-- Record set follows --
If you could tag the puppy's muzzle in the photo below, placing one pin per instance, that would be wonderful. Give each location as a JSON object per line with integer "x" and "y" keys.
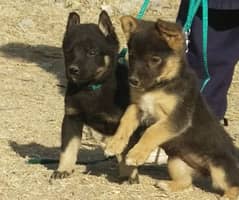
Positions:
{"x": 134, "y": 82}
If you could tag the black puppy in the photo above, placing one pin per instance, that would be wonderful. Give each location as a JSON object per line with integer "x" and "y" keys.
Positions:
{"x": 97, "y": 87}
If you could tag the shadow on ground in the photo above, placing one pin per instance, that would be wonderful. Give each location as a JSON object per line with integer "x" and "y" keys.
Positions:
{"x": 96, "y": 164}
{"x": 47, "y": 57}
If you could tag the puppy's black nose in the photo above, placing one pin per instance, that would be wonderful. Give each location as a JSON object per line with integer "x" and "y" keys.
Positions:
{"x": 134, "y": 81}
{"x": 73, "y": 69}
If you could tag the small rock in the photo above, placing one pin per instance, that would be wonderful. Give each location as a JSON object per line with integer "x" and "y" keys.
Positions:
{"x": 26, "y": 23}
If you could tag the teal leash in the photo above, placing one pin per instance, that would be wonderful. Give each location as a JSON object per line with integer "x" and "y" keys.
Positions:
{"x": 193, "y": 7}
{"x": 123, "y": 52}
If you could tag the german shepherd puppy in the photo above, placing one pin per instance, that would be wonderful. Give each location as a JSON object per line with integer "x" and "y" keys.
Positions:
{"x": 97, "y": 91}
{"x": 165, "y": 97}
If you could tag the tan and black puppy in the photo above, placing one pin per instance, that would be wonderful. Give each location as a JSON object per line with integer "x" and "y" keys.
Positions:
{"x": 166, "y": 98}
{"x": 97, "y": 91}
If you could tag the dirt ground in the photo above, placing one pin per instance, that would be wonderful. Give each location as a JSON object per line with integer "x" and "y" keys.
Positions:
{"x": 31, "y": 106}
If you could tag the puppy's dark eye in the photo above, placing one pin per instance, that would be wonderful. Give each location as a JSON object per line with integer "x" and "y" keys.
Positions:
{"x": 131, "y": 53}
{"x": 154, "y": 61}
{"x": 92, "y": 52}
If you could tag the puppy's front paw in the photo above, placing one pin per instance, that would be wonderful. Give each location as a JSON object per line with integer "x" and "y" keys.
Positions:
{"x": 135, "y": 157}
{"x": 114, "y": 146}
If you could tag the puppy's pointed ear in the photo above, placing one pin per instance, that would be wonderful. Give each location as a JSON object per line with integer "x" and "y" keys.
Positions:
{"x": 73, "y": 19}
{"x": 105, "y": 24}
{"x": 172, "y": 33}
{"x": 129, "y": 25}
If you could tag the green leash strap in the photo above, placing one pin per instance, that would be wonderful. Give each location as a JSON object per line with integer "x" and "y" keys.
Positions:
{"x": 205, "y": 32}
{"x": 193, "y": 7}
{"x": 140, "y": 15}
{"x": 143, "y": 9}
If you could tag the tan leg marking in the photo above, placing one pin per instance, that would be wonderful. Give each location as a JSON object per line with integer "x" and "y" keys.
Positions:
{"x": 69, "y": 156}
{"x": 128, "y": 123}
{"x": 181, "y": 175}
{"x": 153, "y": 137}
{"x": 218, "y": 177}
-- Record set concluded --
**Problem**
Instructions for the copy: start at the first entry, stop after the line containing "If you could tag the tan and", keep every line exact, and drop the pictures.

**Your solution**
If you could tag the puppy's muzzle in the photo below, placing one pin per instance, that would be wonderful. Give each location as a JSON object per line with integer "x" and "y" keys.
Positions:
{"x": 134, "y": 82}
If you could tag the black puppy in the photo above, placing one pin per instance, that would be wonderful. Give each location as a JSON object per line with integer "x" and "y" keys.
Positions:
{"x": 97, "y": 87}
If you could tag the shadow on ground in the photo above, placing one pin per instance, that would be wonderful. Give each location as a JSON object per line with integer "x" and "y" keys.
Positions:
{"x": 96, "y": 164}
{"x": 47, "y": 57}
If you could tag the puppy's black nose in the photo above, placing one pin per instance, that would be wonderful. Give each location as a JSON object per line with integer "x" and "y" keys.
Positions:
{"x": 134, "y": 81}
{"x": 73, "y": 69}
If you could tag the small rock in the photo above, placing one pin per instance, that would be wonderful. Give each location as a JSON object per line with integer "x" and "y" keys.
Positions:
{"x": 26, "y": 23}
If you could tag the teal leash in the photo above, placing one pin per instance, that would be wonderful. Give each location as a JSON object per line with integer "x" and "y" keys.
Positions:
{"x": 193, "y": 7}
{"x": 123, "y": 52}
If you could tag the german shepherd puppy in the photo above, placing one pin per instance, that would be wonderful. Give each location as a JSON object per line with integer "x" and "y" keys.
Positions:
{"x": 97, "y": 91}
{"x": 165, "y": 97}
If you could tag the tan and black puppy in the photo above, placing one pin per instance, that would be wonderful. Give each location as a JSON object per line with integer "x" and "y" keys.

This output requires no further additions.